In exercises 49 - 52 use the functions $$S_5(x)=x−\dfrac{x^3}{6}+\dfrac{x^5}{120}$$ and $$C_4(x)=1−\dfrac{x^2}{2}+\dfrac{x^4}{24}$$ on $$[−π,π]$$.

49) [T] Plot $$\sin^2x−(S_5(x))^2$$ on $$[−π,π]$$. Compare the maximum difference with the square of the Taylor remainder estimate for $$\sin x.$$

50) [T] Plot $$\cos^2x−(C_4(x))^2$$ on $$[−π,π]$$. Compare the maximum difference with the square of the Taylor remainder estimate for $$\cos x$$.

The difference is small on the interior of the interval but approaches $$1$$ near the endpoints. The remainder estimate is $$|R_4|=\frac{π^5}{120}≈2.552.$$ 51) [T] Plot $$|2S_5(x)C_4(x)−\sin(2x)|$$ on $$[−π,π]$$.

52) [T] Compare $$\dfrac{S_5(x)}{C_4(x)}$$ on $$[−1,1]$$ to $$\tan x$$. Compare this with the Taylor remainder estimate for the approximation of $$\tan x$$ by $$x+\dfrac{x^3}{3}+\dfrac{2x^5}{15}$$.

===

--- Requirements ---
[a] Copy the part of the Taylor polynomial exercises that opens with the words containing "In exercises 49" and closes with "Plot $$|2S_5(x)C_4(x)−\sin(2x)|$$ on $$[−π,π]$$.".
[b] Carry on the Taylor polynomial exercises past their final sentence.
The records have no connection to the Taylor polynomial exercises.

(Point placement records)
===

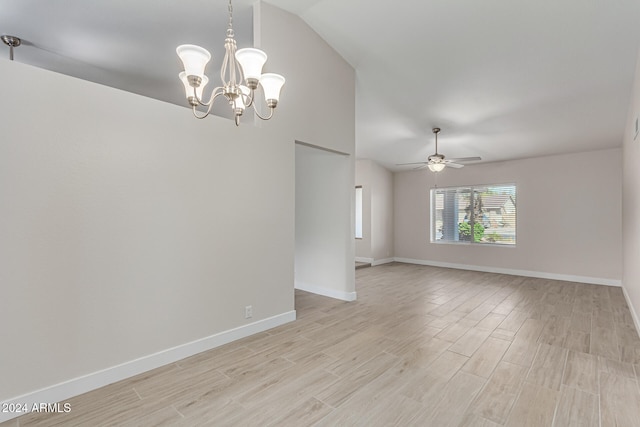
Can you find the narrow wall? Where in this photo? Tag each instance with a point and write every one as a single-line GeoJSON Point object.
{"type": "Point", "coordinates": [376, 245]}
{"type": "Point", "coordinates": [631, 202]}
{"type": "Point", "coordinates": [127, 226]}
{"type": "Point", "coordinates": [363, 179]}
{"type": "Point", "coordinates": [381, 214]}
{"type": "Point", "coordinates": [569, 217]}
{"type": "Point", "coordinates": [317, 104]}
{"type": "Point", "coordinates": [321, 225]}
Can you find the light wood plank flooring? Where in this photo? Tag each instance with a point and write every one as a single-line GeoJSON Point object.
{"type": "Point", "coordinates": [422, 346]}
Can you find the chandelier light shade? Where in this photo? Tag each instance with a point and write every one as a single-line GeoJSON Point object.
{"type": "Point", "coordinates": [241, 75]}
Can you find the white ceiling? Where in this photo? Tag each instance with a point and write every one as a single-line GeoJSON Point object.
{"type": "Point", "coordinates": [504, 79]}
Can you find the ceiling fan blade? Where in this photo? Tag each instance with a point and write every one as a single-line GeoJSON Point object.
{"type": "Point", "coordinates": [454, 165]}
{"type": "Point", "coordinates": [465, 159]}
{"type": "Point", "coordinates": [415, 163]}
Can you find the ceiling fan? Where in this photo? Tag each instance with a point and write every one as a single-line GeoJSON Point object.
{"type": "Point", "coordinates": [436, 162]}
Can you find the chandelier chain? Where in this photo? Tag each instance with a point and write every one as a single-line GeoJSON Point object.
{"type": "Point", "coordinates": [230, 29]}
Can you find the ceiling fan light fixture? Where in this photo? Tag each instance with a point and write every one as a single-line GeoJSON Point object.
{"type": "Point", "coordinates": [436, 167]}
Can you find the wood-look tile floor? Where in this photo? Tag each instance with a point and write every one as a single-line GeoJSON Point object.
{"type": "Point", "coordinates": [422, 346]}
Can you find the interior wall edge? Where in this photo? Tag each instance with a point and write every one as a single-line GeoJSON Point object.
{"type": "Point", "coordinates": [634, 314]}
{"type": "Point", "coordinates": [326, 292]}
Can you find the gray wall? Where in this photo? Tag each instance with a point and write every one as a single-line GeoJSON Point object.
{"type": "Point", "coordinates": [631, 203]}
{"type": "Point", "coordinates": [127, 226]}
{"type": "Point", "coordinates": [569, 212]}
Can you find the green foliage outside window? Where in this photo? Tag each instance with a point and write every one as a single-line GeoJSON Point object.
{"type": "Point", "coordinates": [464, 231]}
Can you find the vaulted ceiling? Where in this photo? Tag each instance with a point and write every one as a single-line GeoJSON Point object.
{"type": "Point", "coordinates": [503, 79]}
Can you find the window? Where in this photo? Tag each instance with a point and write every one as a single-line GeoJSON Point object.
{"type": "Point", "coordinates": [480, 214]}
{"type": "Point", "coordinates": [358, 212]}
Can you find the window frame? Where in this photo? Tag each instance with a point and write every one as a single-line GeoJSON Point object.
{"type": "Point", "coordinates": [472, 190]}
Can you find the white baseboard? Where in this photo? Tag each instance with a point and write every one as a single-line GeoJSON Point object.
{"type": "Point", "coordinates": [95, 380]}
{"type": "Point", "coordinates": [514, 272]}
{"type": "Point", "coordinates": [331, 293]}
{"type": "Point", "coordinates": [382, 261]}
{"type": "Point", "coordinates": [634, 314]}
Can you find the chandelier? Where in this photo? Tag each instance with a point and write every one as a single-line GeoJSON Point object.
{"type": "Point", "coordinates": [238, 66]}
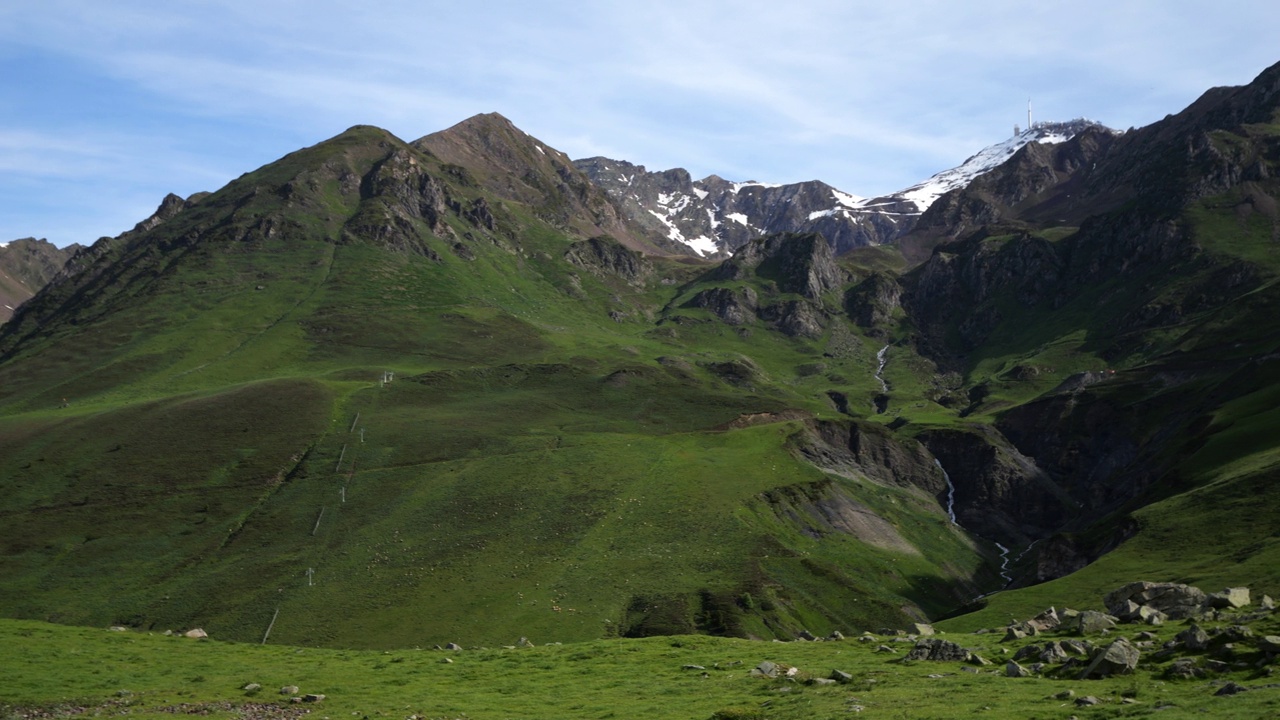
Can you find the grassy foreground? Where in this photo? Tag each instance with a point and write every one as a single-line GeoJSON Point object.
{"type": "Point", "coordinates": [54, 670]}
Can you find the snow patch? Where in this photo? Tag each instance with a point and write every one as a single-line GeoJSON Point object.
{"type": "Point", "coordinates": [739, 186]}
{"type": "Point", "coordinates": [848, 200]}
{"type": "Point", "coordinates": [987, 159]}
{"type": "Point", "coordinates": [703, 245]}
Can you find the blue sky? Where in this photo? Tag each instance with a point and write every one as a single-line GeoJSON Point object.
{"type": "Point", "coordinates": [108, 106]}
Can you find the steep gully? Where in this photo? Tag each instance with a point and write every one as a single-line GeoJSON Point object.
{"type": "Point", "coordinates": [882, 359]}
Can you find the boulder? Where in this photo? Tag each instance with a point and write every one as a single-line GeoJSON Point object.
{"type": "Point", "coordinates": [766, 669]}
{"type": "Point", "coordinates": [1089, 623]}
{"type": "Point", "coordinates": [938, 650]}
{"type": "Point", "coordinates": [1185, 669]}
{"type": "Point", "coordinates": [1230, 597]}
{"type": "Point", "coordinates": [1118, 659]}
{"type": "Point", "coordinates": [1175, 600]}
{"type": "Point", "coordinates": [1193, 638]}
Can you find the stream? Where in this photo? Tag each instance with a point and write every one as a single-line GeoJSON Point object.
{"type": "Point", "coordinates": [882, 358]}
{"type": "Point", "coordinates": [951, 513]}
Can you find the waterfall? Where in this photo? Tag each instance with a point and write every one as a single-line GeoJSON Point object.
{"type": "Point", "coordinates": [1004, 564]}
{"type": "Point", "coordinates": [882, 358]}
{"type": "Point", "coordinates": [951, 492]}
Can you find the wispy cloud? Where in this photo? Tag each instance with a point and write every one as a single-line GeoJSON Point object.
{"type": "Point", "coordinates": [869, 96]}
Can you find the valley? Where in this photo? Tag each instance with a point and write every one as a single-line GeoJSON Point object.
{"type": "Point", "coordinates": [384, 395]}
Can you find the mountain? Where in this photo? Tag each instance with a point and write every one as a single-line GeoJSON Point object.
{"type": "Point", "coordinates": [26, 265]}
{"type": "Point", "coordinates": [412, 392]}
{"type": "Point", "coordinates": [385, 393]}
{"type": "Point", "coordinates": [716, 217]}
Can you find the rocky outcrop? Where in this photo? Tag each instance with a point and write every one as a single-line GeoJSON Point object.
{"type": "Point", "coordinates": [800, 264]}
{"type": "Point", "coordinates": [872, 451]}
{"type": "Point", "coordinates": [716, 217]}
{"type": "Point", "coordinates": [513, 165]}
{"type": "Point", "coordinates": [604, 256]}
{"type": "Point", "coordinates": [27, 265]}
{"type": "Point", "coordinates": [1000, 493]}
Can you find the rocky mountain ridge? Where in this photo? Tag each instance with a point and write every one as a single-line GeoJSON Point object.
{"type": "Point", "coordinates": [27, 265]}
{"type": "Point", "coordinates": [716, 217]}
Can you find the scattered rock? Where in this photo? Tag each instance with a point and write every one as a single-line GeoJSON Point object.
{"type": "Point", "coordinates": [1270, 645]}
{"type": "Point", "coordinates": [1230, 597]}
{"type": "Point", "coordinates": [1193, 638]}
{"type": "Point", "coordinates": [1175, 600]}
{"type": "Point", "coordinates": [766, 669]}
{"type": "Point", "coordinates": [938, 650]}
{"type": "Point", "coordinates": [1091, 623]}
{"type": "Point", "coordinates": [1118, 659]}
{"type": "Point", "coordinates": [1185, 669]}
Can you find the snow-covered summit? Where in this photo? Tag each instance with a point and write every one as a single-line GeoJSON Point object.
{"type": "Point", "coordinates": [713, 215]}
{"type": "Point", "coordinates": [990, 158]}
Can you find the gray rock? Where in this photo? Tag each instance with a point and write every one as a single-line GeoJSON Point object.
{"type": "Point", "coordinates": [1193, 638]}
{"type": "Point", "coordinates": [1118, 659]}
{"type": "Point", "coordinates": [1185, 669]}
{"type": "Point", "coordinates": [1015, 670]}
{"type": "Point", "coordinates": [766, 669]}
{"type": "Point", "coordinates": [1230, 597]}
{"type": "Point", "coordinates": [938, 650]}
{"type": "Point", "coordinates": [1176, 601]}
{"type": "Point", "coordinates": [1091, 623]}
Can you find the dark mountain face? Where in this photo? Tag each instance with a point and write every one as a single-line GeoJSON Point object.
{"type": "Point", "coordinates": [714, 217]}
{"type": "Point", "coordinates": [27, 265]}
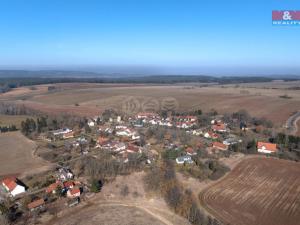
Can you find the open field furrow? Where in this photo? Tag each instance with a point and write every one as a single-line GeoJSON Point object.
{"type": "Point", "coordinates": [258, 191]}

===

--- Solved tasks ---
[a]
In exercises 49 - 52 use the functions $$S_5(x)=x−\dfrac{x^3}{6}+\dfrac{x^5}{120}$$ and $$C_4(x)=1−\dfrac{x^2}{2}+\dfrac{x^4}{24}$$ on $$[−π,π]$$.

49) [T] Plot $$\sin^2x−(S_5(x))^2$$ on $$[−π,π]$$. Compare the maximum difference with the square of the Taylor remainder estimate for $$\sin x.$$

50) [T] Plot $$\cos^2x−(C_4(x))^2$$ on $$[−π,π]$$. Compare the maximum difference with the square of the Taylor remainder estimate for $$\cos x$$.

The difference is small on the interior of the interval but approaches $$1$$ near the endpoints. The remainder estimate is $$|R_4|=\frac{π^5}{120}≈2.552.$$ 51) [T] Plot $$|2S_5(x)C_4(x)−\sin(2x)|$$ on $$[−π,π]$$.

[b]
The difference is on the order of $$10^{−4}$$ on $$[−1,1]$$ while the Taylor approximation error is around $$0.1$$ near $$±1$$. The top curve is a plot of $$\tan^2x−\left(\dfrac{S_5(x)}{C_4(x)}\right)^2$$ and the lower dashed plot shows $$t^2−\left(\dfrac{S_5}{C_4}\right)^2$$. 53) [T] Plot $$e^x−e_4(x)$$ where $$e_4(x)=1+x+\dfrac{x^2}{2}+\dfrac{x^3}{6}+\dfrac{x^4}{24}$$ on $$[0,2]$$. Compare the maximum error with the Taylor remainder estimate.

54) (Taylor approximations and root finding.) Recall that Newton’s method $$x_{n+1}=x_n−\dfrac{f(x_n)}{f'(x_n)}$$ approximates solutions of $$f(x)=0$$ near the input $$x_0$$.

a. If $$f$$ and $$g$$ are inverse functions, explain why a solution of $$g(x)=a$$ is the value $$f(a)$$ of $$f$$.

b. Let $$p_N(x)$$ be the $$N^{\text{th}}$$ degree Maclaurin polynomial of $$e^x$$. Use Newton’s method to approximate solutions of $$p_N(x)−2=0$$ for $$N=4,5,6.$$

c. Explain why the approximate roots of $$p_N(x)−2=0$$ are approximate values of $$\ln(2).$$

b. The following are the $$x_n$$ values after $$10$$ iterations of Newton’s method to approximation a root of $$p_N(x)−2=0$$: for $$N=4,x=0.6939...;$$ for $$N=5,x=0.6932...;$$ for $$N=6,x=0.69315...;.$$ (Note: $$\ln(2)=0.69314...$$)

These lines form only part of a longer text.